Short exercise — Copy out only the lines from the one containing "Mark every instance of the white glove" through the one containing "x=347, y=169", inclusive, swapping "white glove" for "leather glove" and leaving everything else unchanged.

Source data —

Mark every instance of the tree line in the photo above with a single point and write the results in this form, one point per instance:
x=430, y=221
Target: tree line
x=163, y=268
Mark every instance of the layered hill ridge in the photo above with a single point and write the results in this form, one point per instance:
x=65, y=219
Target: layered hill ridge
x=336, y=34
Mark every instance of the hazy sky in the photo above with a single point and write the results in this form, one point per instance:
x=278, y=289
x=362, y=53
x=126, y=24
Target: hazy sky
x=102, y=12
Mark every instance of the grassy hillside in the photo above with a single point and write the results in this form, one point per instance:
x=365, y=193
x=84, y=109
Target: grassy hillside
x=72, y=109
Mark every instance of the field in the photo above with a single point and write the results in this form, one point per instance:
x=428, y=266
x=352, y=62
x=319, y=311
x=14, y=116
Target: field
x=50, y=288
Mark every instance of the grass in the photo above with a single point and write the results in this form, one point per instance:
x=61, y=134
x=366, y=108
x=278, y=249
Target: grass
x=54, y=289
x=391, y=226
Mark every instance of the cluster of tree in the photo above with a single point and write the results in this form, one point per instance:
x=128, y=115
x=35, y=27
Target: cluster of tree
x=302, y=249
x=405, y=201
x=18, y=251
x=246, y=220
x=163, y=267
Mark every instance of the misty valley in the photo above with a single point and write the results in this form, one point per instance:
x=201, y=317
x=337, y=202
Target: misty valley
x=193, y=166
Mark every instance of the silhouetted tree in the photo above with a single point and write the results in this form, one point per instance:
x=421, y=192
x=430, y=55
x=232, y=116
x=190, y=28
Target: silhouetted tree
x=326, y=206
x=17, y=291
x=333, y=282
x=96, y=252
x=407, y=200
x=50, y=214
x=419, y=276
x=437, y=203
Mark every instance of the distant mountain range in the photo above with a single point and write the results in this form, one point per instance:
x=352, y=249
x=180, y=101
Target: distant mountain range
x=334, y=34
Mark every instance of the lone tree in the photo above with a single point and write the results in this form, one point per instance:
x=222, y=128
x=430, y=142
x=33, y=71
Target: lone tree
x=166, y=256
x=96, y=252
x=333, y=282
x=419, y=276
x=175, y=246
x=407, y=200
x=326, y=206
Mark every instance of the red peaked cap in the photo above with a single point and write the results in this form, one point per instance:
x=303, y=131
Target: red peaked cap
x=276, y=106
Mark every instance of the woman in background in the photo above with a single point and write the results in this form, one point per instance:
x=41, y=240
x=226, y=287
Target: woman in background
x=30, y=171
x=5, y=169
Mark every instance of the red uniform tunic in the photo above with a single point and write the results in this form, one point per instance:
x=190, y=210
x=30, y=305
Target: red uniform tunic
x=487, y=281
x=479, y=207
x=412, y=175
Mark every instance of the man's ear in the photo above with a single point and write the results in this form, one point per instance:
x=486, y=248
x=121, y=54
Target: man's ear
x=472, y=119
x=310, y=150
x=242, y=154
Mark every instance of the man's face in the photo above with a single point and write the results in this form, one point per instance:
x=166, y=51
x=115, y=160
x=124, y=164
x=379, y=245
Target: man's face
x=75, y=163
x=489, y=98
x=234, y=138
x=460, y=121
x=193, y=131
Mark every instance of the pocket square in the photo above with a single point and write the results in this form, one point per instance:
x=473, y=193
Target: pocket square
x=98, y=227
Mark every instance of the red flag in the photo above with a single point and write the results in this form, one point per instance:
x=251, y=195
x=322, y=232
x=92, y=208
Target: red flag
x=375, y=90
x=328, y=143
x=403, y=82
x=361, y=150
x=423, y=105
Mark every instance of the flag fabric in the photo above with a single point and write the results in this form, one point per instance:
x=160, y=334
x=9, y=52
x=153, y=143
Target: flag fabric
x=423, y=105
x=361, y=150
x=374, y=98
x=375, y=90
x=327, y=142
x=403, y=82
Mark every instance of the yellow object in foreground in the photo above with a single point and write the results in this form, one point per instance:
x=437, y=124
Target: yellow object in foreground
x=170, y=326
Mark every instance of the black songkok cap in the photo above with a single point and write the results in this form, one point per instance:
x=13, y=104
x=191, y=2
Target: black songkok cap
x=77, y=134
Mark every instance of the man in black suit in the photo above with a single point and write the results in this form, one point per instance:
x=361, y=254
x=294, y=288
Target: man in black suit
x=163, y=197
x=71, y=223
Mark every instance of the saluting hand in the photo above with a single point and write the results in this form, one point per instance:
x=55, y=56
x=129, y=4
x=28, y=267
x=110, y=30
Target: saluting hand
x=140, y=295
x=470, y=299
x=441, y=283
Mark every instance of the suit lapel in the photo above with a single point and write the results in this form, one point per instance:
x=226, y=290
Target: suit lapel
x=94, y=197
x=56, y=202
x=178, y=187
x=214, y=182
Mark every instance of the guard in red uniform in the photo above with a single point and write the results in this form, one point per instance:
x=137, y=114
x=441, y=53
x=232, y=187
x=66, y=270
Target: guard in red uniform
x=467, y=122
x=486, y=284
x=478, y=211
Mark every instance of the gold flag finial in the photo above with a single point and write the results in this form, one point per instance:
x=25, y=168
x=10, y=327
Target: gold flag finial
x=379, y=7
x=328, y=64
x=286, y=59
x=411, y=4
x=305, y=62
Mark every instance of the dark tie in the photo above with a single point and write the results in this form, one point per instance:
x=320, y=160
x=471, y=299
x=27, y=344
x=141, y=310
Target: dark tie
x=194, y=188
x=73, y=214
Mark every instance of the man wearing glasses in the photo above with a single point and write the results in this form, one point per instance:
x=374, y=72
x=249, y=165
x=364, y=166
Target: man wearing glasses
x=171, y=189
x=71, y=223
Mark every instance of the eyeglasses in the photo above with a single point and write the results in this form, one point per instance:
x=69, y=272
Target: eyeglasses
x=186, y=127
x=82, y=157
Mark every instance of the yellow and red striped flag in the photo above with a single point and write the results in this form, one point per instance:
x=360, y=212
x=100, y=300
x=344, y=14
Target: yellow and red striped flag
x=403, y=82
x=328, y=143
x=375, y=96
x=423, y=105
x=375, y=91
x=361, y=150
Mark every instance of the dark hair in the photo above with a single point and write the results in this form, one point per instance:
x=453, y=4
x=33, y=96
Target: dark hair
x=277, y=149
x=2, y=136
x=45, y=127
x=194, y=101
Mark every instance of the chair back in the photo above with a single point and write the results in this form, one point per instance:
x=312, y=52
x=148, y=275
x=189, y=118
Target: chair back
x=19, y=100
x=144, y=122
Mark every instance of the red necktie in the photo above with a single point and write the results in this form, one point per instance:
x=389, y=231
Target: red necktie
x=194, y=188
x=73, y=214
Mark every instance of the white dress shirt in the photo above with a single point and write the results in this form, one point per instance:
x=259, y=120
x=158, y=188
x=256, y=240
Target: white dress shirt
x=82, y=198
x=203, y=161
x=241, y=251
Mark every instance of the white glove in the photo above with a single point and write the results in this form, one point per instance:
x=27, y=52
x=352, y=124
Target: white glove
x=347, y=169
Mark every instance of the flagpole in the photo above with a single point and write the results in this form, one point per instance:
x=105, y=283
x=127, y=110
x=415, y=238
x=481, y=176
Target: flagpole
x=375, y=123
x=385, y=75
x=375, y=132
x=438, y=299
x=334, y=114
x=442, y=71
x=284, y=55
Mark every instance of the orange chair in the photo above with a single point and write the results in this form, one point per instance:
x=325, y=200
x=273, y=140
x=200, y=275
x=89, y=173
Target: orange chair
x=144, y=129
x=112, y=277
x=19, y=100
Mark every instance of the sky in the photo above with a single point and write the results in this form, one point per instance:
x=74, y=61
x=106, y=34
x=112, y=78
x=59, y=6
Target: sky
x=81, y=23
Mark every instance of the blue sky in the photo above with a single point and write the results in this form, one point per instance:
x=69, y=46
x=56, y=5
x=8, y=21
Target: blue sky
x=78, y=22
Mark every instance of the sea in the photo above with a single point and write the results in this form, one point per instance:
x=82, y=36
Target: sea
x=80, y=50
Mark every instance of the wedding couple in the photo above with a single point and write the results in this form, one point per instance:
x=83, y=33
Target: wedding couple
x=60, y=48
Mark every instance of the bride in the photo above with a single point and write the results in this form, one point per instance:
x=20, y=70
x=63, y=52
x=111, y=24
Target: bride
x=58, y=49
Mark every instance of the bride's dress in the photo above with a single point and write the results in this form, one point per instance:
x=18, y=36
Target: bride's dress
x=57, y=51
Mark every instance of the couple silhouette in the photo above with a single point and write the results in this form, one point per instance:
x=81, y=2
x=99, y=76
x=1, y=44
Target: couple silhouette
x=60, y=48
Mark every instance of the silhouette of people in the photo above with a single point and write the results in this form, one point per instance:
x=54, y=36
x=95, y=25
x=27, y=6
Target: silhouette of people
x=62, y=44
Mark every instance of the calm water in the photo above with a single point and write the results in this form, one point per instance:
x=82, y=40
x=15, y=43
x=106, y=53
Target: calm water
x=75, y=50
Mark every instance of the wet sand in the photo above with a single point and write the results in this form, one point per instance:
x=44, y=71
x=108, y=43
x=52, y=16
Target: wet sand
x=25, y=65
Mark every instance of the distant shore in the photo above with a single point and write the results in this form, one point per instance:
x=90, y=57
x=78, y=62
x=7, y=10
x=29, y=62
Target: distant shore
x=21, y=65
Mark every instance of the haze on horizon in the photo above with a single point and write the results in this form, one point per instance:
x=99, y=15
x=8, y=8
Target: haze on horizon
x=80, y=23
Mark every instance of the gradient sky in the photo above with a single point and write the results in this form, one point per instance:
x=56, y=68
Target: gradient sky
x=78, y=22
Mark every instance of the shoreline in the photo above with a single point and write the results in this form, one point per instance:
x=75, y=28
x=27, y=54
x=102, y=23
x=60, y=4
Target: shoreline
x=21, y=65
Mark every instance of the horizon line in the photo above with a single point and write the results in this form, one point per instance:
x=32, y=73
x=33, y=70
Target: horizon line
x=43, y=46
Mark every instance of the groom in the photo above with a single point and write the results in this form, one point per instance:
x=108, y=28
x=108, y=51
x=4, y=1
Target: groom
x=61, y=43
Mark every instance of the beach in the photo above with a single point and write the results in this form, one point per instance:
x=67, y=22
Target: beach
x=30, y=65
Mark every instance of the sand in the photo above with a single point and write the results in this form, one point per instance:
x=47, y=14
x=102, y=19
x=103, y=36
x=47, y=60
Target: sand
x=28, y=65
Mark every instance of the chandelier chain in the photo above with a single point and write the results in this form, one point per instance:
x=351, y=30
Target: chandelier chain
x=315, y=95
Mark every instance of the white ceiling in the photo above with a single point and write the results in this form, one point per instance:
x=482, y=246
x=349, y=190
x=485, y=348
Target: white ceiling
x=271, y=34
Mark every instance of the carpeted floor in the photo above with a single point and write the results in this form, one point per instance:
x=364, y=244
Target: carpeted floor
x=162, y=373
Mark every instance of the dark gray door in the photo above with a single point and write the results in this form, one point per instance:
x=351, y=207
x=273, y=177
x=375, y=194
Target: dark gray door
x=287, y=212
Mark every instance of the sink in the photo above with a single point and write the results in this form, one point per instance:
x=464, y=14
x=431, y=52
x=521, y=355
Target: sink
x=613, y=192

Final result —
Mark every instance of the leather glove in the photo above with a single point and write the results in this form, one point per instance:
x=27, y=52
x=352, y=124
Target: leather glove
x=347, y=169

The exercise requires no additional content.